BEGIN INFORMATION

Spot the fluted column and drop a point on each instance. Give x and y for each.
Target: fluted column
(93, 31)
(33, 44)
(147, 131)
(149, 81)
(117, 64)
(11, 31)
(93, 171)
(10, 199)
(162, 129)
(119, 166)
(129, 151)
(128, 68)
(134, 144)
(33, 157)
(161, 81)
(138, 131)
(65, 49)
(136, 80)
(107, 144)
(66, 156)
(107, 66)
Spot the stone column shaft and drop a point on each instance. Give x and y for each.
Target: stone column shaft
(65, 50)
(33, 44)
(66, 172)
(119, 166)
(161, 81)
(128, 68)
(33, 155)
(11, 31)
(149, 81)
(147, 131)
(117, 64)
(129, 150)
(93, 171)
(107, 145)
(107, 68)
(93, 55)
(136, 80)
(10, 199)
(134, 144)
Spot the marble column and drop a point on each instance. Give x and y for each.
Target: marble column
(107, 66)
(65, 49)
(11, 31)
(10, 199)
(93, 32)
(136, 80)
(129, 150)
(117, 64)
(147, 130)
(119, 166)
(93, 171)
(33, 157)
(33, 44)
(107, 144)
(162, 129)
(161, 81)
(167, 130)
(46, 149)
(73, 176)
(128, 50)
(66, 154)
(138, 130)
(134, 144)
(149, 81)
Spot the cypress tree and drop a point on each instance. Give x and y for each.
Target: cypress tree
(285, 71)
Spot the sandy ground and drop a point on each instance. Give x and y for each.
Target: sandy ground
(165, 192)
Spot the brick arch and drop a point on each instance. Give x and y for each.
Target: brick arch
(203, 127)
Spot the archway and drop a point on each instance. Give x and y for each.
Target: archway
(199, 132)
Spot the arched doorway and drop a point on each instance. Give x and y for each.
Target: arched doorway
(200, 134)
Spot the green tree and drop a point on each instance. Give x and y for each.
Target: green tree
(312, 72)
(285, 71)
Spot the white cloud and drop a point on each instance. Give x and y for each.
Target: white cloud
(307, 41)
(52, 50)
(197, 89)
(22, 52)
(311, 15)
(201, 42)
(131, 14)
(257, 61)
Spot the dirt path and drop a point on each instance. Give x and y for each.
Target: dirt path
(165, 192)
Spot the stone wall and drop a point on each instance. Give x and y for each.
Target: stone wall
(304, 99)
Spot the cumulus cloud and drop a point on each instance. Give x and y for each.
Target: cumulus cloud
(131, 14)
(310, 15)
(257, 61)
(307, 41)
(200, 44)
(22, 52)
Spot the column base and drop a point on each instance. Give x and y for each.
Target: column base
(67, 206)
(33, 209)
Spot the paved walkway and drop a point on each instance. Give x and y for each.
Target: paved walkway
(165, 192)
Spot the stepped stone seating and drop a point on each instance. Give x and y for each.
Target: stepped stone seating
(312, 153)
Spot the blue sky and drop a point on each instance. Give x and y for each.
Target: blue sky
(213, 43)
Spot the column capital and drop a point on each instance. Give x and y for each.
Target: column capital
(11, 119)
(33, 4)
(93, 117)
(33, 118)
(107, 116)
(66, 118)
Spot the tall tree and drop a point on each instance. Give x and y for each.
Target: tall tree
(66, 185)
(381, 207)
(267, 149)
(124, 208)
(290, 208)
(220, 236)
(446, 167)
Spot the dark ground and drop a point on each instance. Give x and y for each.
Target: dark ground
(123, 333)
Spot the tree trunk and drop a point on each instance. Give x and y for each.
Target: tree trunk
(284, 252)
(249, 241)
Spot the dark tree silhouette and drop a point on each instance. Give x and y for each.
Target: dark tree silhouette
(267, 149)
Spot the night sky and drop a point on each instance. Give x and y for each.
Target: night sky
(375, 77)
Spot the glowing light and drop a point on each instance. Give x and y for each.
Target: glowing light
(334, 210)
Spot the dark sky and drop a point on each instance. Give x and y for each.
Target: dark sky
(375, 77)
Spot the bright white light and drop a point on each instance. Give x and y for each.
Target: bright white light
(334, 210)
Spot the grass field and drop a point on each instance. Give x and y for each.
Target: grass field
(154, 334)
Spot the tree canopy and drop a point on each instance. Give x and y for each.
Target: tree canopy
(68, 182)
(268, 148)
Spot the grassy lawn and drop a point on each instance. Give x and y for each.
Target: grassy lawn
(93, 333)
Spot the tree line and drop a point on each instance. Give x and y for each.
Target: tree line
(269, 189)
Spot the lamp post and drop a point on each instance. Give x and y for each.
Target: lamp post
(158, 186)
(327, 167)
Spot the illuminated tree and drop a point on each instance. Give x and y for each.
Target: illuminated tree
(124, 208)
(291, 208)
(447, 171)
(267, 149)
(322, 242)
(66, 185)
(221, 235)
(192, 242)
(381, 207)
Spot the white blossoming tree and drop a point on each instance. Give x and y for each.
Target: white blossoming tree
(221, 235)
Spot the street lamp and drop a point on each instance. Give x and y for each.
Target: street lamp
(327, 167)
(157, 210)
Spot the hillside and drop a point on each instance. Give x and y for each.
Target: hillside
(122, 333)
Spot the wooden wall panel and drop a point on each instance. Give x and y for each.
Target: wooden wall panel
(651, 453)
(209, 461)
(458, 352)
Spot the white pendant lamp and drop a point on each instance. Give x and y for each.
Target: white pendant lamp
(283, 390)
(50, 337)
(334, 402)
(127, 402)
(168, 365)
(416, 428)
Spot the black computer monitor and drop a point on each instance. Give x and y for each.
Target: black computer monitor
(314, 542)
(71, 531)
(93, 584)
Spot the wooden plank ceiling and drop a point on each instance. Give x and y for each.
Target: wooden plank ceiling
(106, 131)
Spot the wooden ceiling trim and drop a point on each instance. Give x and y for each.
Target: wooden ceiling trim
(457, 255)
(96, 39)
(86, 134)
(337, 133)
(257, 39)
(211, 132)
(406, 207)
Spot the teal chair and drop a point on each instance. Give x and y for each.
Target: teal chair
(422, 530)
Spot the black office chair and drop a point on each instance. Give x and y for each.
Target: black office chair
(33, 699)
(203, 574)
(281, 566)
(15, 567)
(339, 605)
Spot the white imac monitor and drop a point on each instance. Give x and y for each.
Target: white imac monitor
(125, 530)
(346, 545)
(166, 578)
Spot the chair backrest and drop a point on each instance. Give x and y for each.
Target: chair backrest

END INFORMATION

The answer must be every line from the entries above that holds the string "backrest".

ANSWER SECTION>
Spot the chair backrest and drop a point on each instance. Give x and y for each.
Target: chair backrest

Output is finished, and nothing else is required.